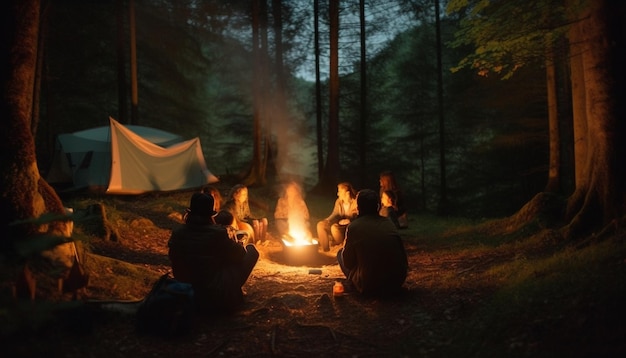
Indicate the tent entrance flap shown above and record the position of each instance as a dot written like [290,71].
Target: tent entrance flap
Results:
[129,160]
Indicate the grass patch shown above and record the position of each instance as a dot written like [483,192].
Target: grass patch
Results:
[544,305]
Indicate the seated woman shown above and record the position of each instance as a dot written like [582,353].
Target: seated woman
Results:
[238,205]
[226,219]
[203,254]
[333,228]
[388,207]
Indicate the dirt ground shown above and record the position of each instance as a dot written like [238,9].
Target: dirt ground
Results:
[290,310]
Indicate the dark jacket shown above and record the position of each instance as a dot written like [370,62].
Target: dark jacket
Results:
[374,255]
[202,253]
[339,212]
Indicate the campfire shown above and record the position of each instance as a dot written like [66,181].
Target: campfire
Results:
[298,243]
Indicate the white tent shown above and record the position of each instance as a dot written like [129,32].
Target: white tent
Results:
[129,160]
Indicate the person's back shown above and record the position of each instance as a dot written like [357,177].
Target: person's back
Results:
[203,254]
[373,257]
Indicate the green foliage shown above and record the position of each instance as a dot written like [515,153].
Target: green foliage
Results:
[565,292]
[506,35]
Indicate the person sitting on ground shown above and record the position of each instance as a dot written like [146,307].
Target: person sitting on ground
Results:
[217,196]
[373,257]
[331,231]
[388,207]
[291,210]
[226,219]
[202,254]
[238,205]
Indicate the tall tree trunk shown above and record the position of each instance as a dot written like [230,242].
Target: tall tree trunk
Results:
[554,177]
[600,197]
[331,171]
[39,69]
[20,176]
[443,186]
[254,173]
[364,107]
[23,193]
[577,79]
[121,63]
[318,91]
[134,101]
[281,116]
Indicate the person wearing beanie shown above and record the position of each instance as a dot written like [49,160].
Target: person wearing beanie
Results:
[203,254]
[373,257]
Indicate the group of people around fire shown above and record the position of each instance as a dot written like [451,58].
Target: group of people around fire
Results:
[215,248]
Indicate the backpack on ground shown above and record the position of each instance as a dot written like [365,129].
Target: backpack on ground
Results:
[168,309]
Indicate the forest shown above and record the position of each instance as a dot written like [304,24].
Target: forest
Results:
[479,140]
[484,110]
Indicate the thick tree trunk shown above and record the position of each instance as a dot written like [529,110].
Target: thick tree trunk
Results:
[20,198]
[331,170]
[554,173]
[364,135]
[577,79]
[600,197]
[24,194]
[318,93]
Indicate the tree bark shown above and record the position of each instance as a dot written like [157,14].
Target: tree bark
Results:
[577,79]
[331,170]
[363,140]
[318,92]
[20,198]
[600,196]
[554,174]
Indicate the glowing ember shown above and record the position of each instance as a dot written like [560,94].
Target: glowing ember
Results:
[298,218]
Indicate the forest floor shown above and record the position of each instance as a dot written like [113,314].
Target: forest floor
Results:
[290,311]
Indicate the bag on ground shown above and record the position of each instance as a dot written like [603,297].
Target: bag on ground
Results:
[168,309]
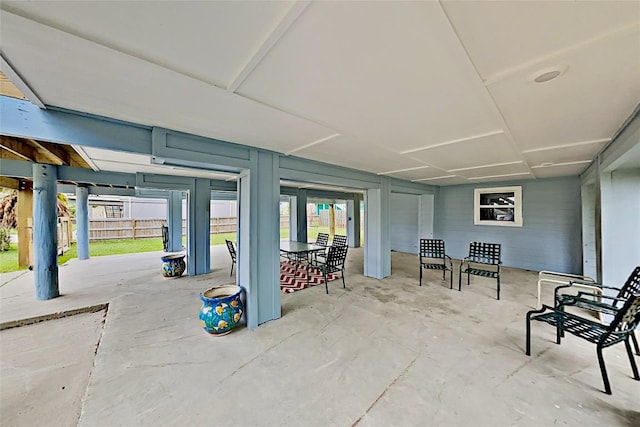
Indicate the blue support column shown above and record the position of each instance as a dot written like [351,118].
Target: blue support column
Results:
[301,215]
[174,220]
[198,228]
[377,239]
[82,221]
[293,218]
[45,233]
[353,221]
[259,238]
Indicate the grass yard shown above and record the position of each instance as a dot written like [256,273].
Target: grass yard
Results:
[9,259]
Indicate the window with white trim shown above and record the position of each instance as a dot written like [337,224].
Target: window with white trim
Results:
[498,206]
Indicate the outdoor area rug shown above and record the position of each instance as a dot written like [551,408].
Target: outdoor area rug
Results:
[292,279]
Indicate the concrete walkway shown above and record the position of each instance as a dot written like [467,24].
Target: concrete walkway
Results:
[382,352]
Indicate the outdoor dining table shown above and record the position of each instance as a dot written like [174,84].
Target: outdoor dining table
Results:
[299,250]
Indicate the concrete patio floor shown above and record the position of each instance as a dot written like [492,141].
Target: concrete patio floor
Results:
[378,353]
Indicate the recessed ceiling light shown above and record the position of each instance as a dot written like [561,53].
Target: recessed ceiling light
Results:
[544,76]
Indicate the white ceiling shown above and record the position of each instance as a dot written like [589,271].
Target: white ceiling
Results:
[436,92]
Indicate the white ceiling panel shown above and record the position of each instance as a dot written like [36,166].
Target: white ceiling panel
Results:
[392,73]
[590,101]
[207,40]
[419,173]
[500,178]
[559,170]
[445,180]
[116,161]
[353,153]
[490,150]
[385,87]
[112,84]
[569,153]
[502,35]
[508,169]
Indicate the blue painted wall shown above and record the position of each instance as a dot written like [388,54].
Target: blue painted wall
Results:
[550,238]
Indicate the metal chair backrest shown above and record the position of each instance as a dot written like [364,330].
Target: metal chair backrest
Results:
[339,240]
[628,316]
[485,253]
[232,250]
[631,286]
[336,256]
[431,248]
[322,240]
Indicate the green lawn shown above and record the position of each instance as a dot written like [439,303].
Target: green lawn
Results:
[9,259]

EXERCISE AIM: Transcribe every entry word for word, but skip the pictures.

FINISHED EXERCISE:
Indicate the tent entrance flap shown above and record the position of each instance as a dot written like [290,71].
Target: tent entrance flap
Results:
[129,160]
Indicate the grass patch shown above and record the position of each instance as a dot written like [483,192].
Target: grass patch
Results:
[544,305]
Indicate the seated woman shown above and record the position of each instance as a dot written like [582,353].
Target: seated woman
Results:
[238,205]
[226,219]
[203,254]
[333,228]
[388,207]
Indicate the dirt ground shown above and record the position of each instance as a dot written like [238,9].
Target: dirt ground
Results:
[290,310]
Indicate the dark jacket shown above and record the position of each instance as a dot written like [370,62].
Target: dark jacket
Results:
[374,255]
[202,253]
[339,212]
Indicate the campfire shown above and record the position of each instance as a dot written like [66,181].
Target: campfire
Results:
[298,243]
Indicate the white tent shown above and record the position of each instance as a dot written like [129,32].
Target: white tent
Results:
[129,160]
Indicate the person's back shown above and record the position of each instance as a dot written like [357,177].
Target: person's back
Results:
[203,254]
[373,257]
Indicate the green foliage shown above and record the position of each instance as a dot written like [515,153].
Target: green foliage
Results:
[565,292]
[506,35]
Indicate the person sitting on ground shown above and record the position of each instance as a dot written like [146,307].
Target: person sitting on ground
Results:
[217,196]
[373,257]
[331,231]
[388,207]
[291,210]
[226,219]
[202,254]
[238,205]
Indicate the tall tree trunk shown above and record the position of each instance as a dot written like [230,242].
Target: tall tree trunk
Results:
[554,177]
[600,197]
[331,171]
[39,69]
[20,176]
[443,186]
[254,173]
[364,107]
[23,193]
[577,79]
[121,63]
[318,91]
[134,101]
[281,116]
Indicate the person wearing beanie shown above and record the position of each instance as a dot written like [49,160].
Target: person wearing beanie
Results:
[203,254]
[373,257]
Indicate the group of people around fire shown above and record the position of each instance as a dot written like [451,58].
Target: group of people around fire
Results:
[215,248]
Indicate the backpack on ground shown above and record the position of each instance as a dot written like [365,129].
Target: backpack on ground
Results:
[168,309]
Indicate the forest shown above and record the position of each instance as a dot written like [304,24].
Target: forest
Results:
[479,140]
[484,110]
Indicate the thick tree trunk shown above and record the position of each instance as a dot written like [529,110].
Target: thick tree trunk
Results:
[20,198]
[331,170]
[554,173]
[364,135]
[577,79]
[600,197]
[24,194]
[318,93]
Indicate the tree bark shown above and record the position of each instance as a dot written like [157,14].
Target: tree bark
Results:
[577,79]
[331,170]
[363,140]
[318,92]
[20,198]
[600,196]
[554,174]
Indicate the glowing ember shown above and record the position of each instance as a dot written like [560,94].
Target: glowing ember
Results:
[298,218]
Indicate the forest floor shown above and record the position of each instance as a dot written like [113,314].
Target: forest floor
Results:
[290,311]
Indicate the bag on ground shown above and record the position of each instance as a dot written like [603,297].
Target: bag on ground
Results:
[168,309]
Indicate the blue support column shown above and record the position of each instance as a dot written like [351,118].
Target: blue support column
Results:
[301,215]
[174,220]
[198,228]
[377,239]
[82,221]
[293,218]
[45,233]
[353,221]
[259,238]
Indicate the grass yard shown above and record the position of each instance as a dot written like [256,273].
Target: grass yard
Results:
[9,259]
Indicate the window with white trim shown above and record the position of each instance as a dot written like [337,224].
Target: window with white trim
Results:
[498,206]
Indicate the outdoor area rug shown above and record the position of each instance as a dot written like [551,408].
Target: outdoor area rug
Results:
[292,279]
Indicate the concrete walkway shown above and record the position of each instance as a dot written like [467,24].
Target: concrete walkway
Results:
[382,352]
Indicate the outdoor dining table shown above and record the position of each instance as a dot written like [174,84].
Target: outdoor dining table
Results:
[299,250]
Indicate the concrete patio floor shown above and record the position of each instance as a dot written like [492,141].
Target: concrete patio floor
Results:
[378,353]
Indicate the recessed ceiling light shown above and record the position of each instance as a dot written like [561,53].
Target: recessed ceiling light
Results:
[544,76]
Indicate the white ceiling shown above and record the position of each instance as a dot written like [589,271].
Target: white ceiling
Results:
[436,92]
Indicate the white ceiling panel shown above and record the position of each instance as a dot written like [36,166].
Target: white ceiling panel
Results:
[392,73]
[590,101]
[207,40]
[419,173]
[500,178]
[559,170]
[445,180]
[116,161]
[353,153]
[490,150]
[385,87]
[112,84]
[569,153]
[502,35]
[508,169]
Indicate the blue painted wall shown above and record the position of each instance as a dot written like [388,54].
Target: blue painted wall
Results:
[550,238]
Indicate the metal chair backrest shown above and record the position of each instance as a dot written like [364,330].
Target: metal chair backrest
Results:
[339,240]
[628,316]
[485,253]
[232,250]
[631,286]
[336,256]
[431,248]
[322,240]
Indicate the green lawn shown above and record the position of each instance as a dot written like [439,303].
Target: green lawn
Results:
[9,259]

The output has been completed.